* BEGIN DATASET RECORDS *

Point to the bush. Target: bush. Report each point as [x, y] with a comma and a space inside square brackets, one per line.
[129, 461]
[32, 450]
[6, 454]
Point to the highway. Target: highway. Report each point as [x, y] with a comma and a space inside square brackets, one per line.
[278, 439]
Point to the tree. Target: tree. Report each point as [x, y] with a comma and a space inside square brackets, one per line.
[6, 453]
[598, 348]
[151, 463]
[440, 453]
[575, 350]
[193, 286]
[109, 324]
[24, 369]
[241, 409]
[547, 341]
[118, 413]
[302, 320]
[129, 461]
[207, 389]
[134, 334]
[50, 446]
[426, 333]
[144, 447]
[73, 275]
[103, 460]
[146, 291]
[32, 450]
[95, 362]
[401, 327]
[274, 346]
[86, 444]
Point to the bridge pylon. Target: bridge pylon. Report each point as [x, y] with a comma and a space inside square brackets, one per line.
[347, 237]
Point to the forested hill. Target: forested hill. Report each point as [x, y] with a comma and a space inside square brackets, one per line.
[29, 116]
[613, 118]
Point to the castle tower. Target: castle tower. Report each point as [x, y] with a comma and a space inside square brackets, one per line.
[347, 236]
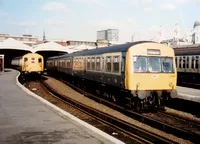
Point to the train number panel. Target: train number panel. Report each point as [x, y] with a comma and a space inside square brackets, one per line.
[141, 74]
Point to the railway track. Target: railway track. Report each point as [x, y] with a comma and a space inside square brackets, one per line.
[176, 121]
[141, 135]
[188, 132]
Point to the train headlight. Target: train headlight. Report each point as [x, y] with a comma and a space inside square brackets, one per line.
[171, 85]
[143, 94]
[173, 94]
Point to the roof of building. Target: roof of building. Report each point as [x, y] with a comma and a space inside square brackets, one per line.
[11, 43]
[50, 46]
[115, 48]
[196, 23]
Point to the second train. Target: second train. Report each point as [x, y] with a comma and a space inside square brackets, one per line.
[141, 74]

* END DATASET RECORDS *
* BEGIN DATASET RECORDS *

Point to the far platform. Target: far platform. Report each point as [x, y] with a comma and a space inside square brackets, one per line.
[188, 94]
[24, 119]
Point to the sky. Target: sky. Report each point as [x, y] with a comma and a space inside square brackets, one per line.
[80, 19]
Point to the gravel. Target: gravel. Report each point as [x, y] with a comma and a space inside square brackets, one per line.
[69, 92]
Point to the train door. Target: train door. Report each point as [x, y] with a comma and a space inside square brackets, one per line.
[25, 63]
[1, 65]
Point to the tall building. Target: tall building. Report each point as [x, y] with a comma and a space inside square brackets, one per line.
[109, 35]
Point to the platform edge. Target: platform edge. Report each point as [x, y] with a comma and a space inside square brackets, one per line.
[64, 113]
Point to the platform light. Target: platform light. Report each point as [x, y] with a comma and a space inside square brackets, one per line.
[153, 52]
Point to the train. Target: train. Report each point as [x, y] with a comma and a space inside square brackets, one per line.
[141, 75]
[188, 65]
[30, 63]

* END DATASET RECORDS *

PROBLEM
Return every line from the rows above that contains the word "building".

RESPONSE FOR THIS EXERCISE
Point to the roof of building. Target: roof of building. Report each point as [x, y] with a comma and a space inside square brackets, one per line.
Point to the tall building. Target: tall building. Report each point as [x, y] with a comma and a space inside square brackets, one per line.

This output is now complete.